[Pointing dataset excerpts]

★ ★ ★

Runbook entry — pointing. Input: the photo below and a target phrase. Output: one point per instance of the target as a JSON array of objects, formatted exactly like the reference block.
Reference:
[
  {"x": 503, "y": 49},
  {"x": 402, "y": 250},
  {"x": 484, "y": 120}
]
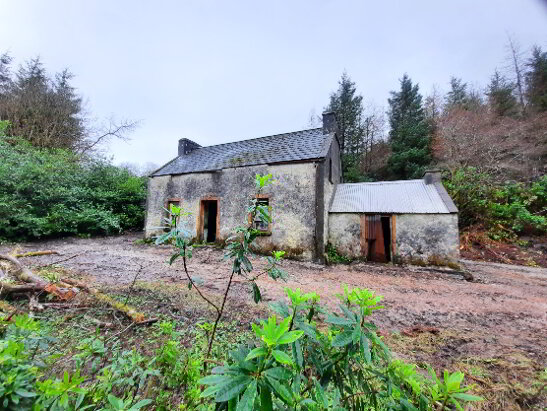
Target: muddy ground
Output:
[{"x": 500, "y": 316}]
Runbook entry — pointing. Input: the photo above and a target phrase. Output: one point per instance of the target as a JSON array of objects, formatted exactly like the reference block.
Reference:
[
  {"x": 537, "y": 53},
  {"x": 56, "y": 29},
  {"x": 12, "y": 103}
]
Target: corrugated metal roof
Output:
[
  {"x": 392, "y": 197},
  {"x": 280, "y": 148}
]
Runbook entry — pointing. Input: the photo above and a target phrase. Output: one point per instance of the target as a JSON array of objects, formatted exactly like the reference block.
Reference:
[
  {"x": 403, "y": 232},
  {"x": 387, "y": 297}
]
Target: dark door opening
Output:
[
  {"x": 210, "y": 214},
  {"x": 376, "y": 238},
  {"x": 386, "y": 230}
]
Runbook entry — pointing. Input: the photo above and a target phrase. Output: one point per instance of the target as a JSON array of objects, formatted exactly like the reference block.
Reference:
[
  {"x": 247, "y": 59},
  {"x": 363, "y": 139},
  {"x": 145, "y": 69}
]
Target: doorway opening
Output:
[
  {"x": 209, "y": 220},
  {"x": 376, "y": 237},
  {"x": 386, "y": 231}
]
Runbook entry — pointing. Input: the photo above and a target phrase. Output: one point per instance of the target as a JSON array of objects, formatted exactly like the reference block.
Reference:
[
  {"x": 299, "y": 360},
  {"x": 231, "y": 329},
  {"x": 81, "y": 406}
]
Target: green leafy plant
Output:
[{"x": 297, "y": 365}]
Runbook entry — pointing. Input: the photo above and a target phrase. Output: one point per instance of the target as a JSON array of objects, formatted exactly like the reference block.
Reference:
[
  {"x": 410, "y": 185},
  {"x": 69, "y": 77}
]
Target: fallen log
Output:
[
  {"x": 99, "y": 323},
  {"x": 7, "y": 288},
  {"x": 23, "y": 273},
  {"x": 41, "y": 285},
  {"x": 7, "y": 308},
  {"x": 36, "y": 253}
]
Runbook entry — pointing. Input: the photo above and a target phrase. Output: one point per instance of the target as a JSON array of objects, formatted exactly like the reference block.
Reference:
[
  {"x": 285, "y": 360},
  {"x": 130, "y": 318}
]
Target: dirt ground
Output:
[{"x": 500, "y": 316}]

★ ★ ★

- [Requirement]:
Write out the full listing verbatim, excluding its pictures.

- [Written response]:
Runbook entry — pointing. Input: the photo below and a target phrase. Output: one point per instance of the target as a JSON array of objects, formatted exactly like the reference block.
Reference:
[
  {"x": 503, "y": 49},
  {"x": 402, "y": 250},
  {"x": 484, "y": 120}
]
Target: muddy ground
Output:
[{"x": 500, "y": 316}]
Runbook entry — pointing. Input: the photo above and a target phrase. Output: one point per instance of the target as a JSON array of objects, formatted exactly like the reference block.
Reference:
[
  {"x": 537, "y": 53},
  {"x": 56, "y": 29},
  {"x": 12, "y": 103}
]
Target: corrugated metal roof
Output:
[
  {"x": 392, "y": 197},
  {"x": 280, "y": 148}
]
Runbook entry — pointing. Input: the photo above and a target phrase. Output: one point per instance of the target as a JSON array of objects, formatted exactly like the reference block.
Reference:
[
  {"x": 403, "y": 232},
  {"x": 387, "y": 297}
]
Target: dark door opening
Output:
[
  {"x": 210, "y": 214},
  {"x": 376, "y": 238},
  {"x": 386, "y": 230}
]
Runbook entry — pointing. Input: the photo above and a target phrase. Output: one point per instance of the target as a JSON array of objects, formatted exactly like the reference block.
Reference:
[
  {"x": 247, "y": 59},
  {"x": 363, "y": 139},
  {"x": 145, "y": 69}
]
Target: doorway opening
Output:
[
  {"x": 209, "y": 220},
  {"x": 376, "y": 237},
  {"x": 386, "y": 231}
]
Runbook entry — pointing. Input: the photo above and a target phrase. Output: one point per instance of the target as a JSON array of objects, formatted exactly like the reference block.
Reference:
[
  {"x": 299, "y": 360},
  {"x": 231, "y": 329},
  {"x": 81, "y": 406}
]
Target: green leafy plant
Output:
[{"x": 297, "y": 365}]
Runbook entry — pointing. Input: the photo above and a target phrase. Output: one point per instance of the target as a JSON array of objects, formatted exactly like the reference block.
Reference:
[
  {"x": 410, "y": 185},
  {"x": 69, "y": 77}
]
Target: fallen log
Output:
[
  {"x": 99, "y": 323},
  {"x": 7, "y": 288},
  {"x": 23, "y": 273},
  {"x": 41, "y": 285},
  {"x": 7, "y": 308},
  {"x": 36, "y": 253}
]
Runbook entry — pointing. Input: the photo above and a target phrase. Output: one point per instance of the target as a JSON array of objects, formatted exactly like the reference block.
Reference:
[
  {"x": 285, "y": 360},
  {"x": 130, "y": 318}
]
Target: dirt ground
Output:
[{"x": 500, "y": 316}]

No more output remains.